- **ACTIVITY**
Go through the entries below from the first line and transcribe each one exactly, ending with the line that contains "# put one marker per instance of the tiled".

- **SUPPLIED DATA**

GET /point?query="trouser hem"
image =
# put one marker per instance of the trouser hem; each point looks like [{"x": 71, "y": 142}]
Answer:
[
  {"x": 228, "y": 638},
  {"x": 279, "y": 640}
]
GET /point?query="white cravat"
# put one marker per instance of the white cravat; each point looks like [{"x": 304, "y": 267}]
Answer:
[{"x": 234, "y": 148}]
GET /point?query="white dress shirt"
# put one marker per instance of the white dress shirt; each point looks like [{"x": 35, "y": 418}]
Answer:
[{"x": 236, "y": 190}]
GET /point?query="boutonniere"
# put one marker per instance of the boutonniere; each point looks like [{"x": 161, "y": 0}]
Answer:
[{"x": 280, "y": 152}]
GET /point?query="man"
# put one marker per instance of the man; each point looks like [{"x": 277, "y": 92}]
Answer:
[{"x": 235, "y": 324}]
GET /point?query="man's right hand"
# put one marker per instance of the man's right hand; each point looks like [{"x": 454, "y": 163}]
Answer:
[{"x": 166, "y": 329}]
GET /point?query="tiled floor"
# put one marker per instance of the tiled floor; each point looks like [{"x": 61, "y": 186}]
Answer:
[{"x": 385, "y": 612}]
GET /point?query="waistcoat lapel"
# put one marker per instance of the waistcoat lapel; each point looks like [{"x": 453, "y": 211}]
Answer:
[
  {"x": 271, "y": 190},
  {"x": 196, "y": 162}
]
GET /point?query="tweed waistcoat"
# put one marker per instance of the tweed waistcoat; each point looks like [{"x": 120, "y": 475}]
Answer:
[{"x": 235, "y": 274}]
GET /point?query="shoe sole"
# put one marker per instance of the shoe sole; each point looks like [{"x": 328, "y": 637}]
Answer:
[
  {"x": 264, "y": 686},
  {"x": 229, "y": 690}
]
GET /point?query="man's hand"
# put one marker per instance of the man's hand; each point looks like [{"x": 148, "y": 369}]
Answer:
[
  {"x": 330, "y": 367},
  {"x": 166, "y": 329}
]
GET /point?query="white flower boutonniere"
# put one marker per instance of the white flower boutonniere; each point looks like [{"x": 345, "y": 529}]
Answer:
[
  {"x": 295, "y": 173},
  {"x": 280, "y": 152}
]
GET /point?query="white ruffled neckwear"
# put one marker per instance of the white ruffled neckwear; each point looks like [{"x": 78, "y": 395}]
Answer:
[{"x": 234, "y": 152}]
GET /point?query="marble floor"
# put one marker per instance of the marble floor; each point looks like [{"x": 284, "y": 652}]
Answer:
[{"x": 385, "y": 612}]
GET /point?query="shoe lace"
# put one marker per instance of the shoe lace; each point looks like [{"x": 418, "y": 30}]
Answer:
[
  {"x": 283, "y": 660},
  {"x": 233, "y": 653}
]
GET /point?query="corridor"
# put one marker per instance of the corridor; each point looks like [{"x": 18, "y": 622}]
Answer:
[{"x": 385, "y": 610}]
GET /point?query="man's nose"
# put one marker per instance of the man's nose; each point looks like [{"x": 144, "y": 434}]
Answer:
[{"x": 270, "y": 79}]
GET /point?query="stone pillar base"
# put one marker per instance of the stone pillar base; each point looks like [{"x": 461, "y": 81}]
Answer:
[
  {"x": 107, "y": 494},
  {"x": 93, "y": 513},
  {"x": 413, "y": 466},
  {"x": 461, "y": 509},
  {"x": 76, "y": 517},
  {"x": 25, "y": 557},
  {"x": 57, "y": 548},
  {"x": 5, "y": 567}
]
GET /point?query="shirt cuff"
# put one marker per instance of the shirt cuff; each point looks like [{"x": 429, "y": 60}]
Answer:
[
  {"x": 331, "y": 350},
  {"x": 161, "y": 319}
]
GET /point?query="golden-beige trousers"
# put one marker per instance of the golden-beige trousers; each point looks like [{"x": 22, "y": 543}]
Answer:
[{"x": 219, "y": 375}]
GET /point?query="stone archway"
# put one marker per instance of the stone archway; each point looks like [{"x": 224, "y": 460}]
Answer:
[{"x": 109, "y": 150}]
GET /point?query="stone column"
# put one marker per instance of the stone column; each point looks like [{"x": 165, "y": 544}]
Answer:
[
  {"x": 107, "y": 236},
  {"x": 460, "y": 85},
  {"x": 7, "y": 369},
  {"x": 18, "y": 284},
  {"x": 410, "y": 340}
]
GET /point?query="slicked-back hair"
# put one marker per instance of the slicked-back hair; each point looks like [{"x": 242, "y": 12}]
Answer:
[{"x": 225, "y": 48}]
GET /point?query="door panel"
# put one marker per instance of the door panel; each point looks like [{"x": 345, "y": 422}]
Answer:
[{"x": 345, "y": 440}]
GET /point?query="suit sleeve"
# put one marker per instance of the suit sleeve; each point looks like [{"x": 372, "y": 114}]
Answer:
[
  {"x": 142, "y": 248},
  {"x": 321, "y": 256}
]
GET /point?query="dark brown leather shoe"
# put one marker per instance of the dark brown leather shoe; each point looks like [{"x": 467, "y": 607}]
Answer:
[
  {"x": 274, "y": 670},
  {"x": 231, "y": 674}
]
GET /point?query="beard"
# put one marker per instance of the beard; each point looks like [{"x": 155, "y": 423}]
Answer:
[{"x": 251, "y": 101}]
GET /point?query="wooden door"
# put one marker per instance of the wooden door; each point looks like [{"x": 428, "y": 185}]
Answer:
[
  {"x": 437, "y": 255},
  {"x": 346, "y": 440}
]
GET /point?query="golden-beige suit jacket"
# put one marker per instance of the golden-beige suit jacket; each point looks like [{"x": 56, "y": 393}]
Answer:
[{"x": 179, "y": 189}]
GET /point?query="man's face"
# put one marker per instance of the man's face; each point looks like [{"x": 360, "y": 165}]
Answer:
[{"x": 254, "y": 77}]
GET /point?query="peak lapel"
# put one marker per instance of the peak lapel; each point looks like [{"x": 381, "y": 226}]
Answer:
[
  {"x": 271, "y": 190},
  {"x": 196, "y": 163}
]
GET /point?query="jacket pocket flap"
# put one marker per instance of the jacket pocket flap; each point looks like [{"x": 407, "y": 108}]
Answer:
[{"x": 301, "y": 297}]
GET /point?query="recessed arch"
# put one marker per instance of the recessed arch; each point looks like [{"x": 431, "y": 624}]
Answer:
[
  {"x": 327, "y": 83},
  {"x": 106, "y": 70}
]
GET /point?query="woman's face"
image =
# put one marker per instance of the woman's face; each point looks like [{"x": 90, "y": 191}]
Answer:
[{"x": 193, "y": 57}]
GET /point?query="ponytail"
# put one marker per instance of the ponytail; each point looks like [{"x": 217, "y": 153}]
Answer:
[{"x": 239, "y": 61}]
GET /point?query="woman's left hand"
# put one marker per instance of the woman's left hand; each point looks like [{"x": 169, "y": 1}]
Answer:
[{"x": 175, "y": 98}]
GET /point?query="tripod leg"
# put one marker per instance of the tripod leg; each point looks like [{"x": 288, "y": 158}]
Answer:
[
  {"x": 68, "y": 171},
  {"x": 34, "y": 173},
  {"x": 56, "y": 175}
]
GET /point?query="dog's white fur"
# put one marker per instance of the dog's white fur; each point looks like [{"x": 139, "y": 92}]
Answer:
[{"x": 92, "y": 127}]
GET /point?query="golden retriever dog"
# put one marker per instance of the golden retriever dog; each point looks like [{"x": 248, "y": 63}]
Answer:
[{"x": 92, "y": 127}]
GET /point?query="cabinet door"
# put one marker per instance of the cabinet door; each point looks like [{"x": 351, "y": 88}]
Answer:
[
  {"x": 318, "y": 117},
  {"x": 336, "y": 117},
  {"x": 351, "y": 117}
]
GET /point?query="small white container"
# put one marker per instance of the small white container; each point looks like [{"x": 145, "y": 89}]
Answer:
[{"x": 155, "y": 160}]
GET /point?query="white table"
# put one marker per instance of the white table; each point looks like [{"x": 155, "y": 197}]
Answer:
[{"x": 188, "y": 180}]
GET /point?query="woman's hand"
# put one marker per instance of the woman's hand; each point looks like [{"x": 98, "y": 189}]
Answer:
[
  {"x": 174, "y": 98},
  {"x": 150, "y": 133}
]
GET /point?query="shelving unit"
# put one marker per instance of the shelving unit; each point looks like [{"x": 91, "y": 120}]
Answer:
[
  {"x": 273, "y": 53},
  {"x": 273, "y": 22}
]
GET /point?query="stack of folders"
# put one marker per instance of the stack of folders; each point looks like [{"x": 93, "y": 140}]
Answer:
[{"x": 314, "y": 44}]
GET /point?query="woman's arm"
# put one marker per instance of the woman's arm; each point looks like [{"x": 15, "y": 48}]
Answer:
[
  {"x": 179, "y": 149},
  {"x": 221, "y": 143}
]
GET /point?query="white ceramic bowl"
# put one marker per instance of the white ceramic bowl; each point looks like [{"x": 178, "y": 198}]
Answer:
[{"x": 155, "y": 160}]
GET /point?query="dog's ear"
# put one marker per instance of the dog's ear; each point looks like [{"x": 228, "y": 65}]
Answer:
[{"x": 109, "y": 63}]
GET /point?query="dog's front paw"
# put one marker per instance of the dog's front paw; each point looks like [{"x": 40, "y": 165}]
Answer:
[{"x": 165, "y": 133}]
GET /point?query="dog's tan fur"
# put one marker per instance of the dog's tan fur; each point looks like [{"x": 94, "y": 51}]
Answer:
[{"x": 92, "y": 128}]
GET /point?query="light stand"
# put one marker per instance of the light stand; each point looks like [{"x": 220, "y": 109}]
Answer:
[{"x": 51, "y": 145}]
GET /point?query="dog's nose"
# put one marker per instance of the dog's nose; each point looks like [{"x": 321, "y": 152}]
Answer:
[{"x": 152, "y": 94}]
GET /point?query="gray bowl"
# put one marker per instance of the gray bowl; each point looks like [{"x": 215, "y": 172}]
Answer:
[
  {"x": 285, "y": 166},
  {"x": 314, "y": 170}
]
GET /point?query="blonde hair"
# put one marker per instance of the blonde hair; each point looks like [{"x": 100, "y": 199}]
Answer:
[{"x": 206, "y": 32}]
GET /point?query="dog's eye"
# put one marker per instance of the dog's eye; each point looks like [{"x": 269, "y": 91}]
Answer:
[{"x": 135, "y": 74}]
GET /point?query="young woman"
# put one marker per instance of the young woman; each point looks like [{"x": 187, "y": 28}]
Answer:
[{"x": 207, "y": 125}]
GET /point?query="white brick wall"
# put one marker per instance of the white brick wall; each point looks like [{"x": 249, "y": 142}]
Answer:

- **PROBLEM SOLUTION**
GET /point?query="trouser hem"
image =
# put one marker per instance of the trouser hem; each point looks like [{"x": 71, "y": 142}]
Answer:
[
  {"x": 228, "y": 638},
  {"x": 279, "y": 640}
]
GET /point?query="white cravat"
# put one marker per instance of the white cravat; each point looks like [{"x": 304, "y": 267}]
Answer:
[{"x": 234, "y": 148}]
GET /point?query="white dress shirt"
# put one marker per instance of the white dress shirt; each point looks like [{"x": 35, "y": 418}]
Answer:
[{"x": 236, "y": 190}]
GET /point?query="boutonniere"
# put one marker per instance of the boutonniere; each point looks like [{"x": 161, "y": 0}]
Answer:
[{"x": 280, "y": 152}]
GET /point?query="man"
# put one marker per instance of the man; each point looks like [{"x": 277, "y": 92}]
Answer:
[{"x": 235, "y": 324}]
GET /point?query="man's right hand"
# put one marker per instance of the man's right hand; each point looks like [{"x": 454, "y": 163}]
Answer:
[{"x": 166, "y": 329}]
GET /point?query="tiled floor"
# put one marker per instance of the tiled floor; each point looks like [{"x": 61, "y": 186}]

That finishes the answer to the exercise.